====== Reading passage ======

# kioti ck2510 my mod's and upgrades



## KevGre (Jan 19, 2020)

hi . thought i'd post some pics of the stuff i've done for my tractor . only had it about 5 months but i'm very happy with my decision to buy it. "next project is going to be a ballast box for the 3 point hitch"


----------



## KevGre (Jan 19, 2020)

been of work the last few days so i was able to get at my ballast box . still need some paint and a lid but it's a good start i think. just put about 6" of sand in it today have to see how the weight works out.


----------



## bmaverick (Feb 20, 2014)

Nice machine.


----------



## Groo (Jan 17, 2020)

the backhoe is better than a ballast box because you can swing your weight to the other side in case of an offset load. You can also use it to pull yourself out if you get stuck.


----------



## KevGre (Jan 19, 2020)

true but it also extends back 6ft the ballast box is only 2ft . that helps when i'm plowing near my truck or the house or shed.


----------



## Groo (Jan 17, 2020)

Ever try a back blade? It's nice to be able to pull snow as well as push it.


----------



## KevGre (Jan 19, 2020)

That or a landplane is on my list of stuff I plan on building this spring or summer. I'm trying to gather up the materials for that now it'll depend on what material I find.


----------



## Timberstar (Aug 5, 2020)

Great looking tractor!


----------

======

## Written exercise
Can you turn the post in the Kioti CK2510 thread that begins "the backhoe is better" into a short list that keeps its main points?

====== Extracted information ======

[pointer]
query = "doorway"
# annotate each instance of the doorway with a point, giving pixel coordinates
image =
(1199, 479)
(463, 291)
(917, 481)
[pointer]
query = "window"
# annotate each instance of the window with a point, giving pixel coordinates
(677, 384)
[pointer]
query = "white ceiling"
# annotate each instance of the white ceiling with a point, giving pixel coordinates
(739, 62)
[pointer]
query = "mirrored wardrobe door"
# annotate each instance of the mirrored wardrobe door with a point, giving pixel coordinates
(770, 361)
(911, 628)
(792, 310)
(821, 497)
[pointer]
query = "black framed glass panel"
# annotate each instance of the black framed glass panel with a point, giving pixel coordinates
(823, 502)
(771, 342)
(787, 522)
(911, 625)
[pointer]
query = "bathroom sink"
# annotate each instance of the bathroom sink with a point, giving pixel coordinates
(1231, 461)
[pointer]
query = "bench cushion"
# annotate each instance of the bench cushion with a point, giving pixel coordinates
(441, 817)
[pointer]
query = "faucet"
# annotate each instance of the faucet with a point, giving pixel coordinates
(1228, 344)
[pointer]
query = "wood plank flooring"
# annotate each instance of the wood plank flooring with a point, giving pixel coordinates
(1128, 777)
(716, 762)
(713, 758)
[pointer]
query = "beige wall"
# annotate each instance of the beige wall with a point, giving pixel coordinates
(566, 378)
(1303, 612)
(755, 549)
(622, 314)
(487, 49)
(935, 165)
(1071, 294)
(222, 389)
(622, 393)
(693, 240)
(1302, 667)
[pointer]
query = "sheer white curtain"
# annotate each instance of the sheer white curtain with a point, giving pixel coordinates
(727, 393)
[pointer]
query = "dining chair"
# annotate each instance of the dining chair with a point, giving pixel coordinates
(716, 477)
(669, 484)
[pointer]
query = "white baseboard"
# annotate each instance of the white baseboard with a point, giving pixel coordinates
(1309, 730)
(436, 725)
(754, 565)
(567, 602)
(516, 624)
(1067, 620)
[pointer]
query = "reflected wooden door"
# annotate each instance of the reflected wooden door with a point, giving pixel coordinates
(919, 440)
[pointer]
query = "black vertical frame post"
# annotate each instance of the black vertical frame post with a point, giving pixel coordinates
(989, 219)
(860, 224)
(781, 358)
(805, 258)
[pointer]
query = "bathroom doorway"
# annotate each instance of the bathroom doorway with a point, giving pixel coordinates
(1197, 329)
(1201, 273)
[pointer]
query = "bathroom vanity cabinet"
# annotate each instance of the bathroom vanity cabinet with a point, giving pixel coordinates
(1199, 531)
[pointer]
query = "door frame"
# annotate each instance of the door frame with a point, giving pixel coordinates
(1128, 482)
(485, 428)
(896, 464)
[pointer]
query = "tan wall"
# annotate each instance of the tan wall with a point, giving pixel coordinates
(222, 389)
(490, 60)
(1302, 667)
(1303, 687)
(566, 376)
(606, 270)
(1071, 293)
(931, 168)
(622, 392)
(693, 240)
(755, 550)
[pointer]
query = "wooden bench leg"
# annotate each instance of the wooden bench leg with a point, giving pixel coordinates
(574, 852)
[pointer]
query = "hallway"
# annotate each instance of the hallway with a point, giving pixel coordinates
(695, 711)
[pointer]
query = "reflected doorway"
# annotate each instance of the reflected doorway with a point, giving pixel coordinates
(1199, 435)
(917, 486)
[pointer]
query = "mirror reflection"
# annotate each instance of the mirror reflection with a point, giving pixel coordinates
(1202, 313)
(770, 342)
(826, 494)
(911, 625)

======

## Correct response
- A backhoe beats a ballast box.
- Its weight can be swung to the other side to counter an offset load.
- It can be used to pull yourself out if you get stuck.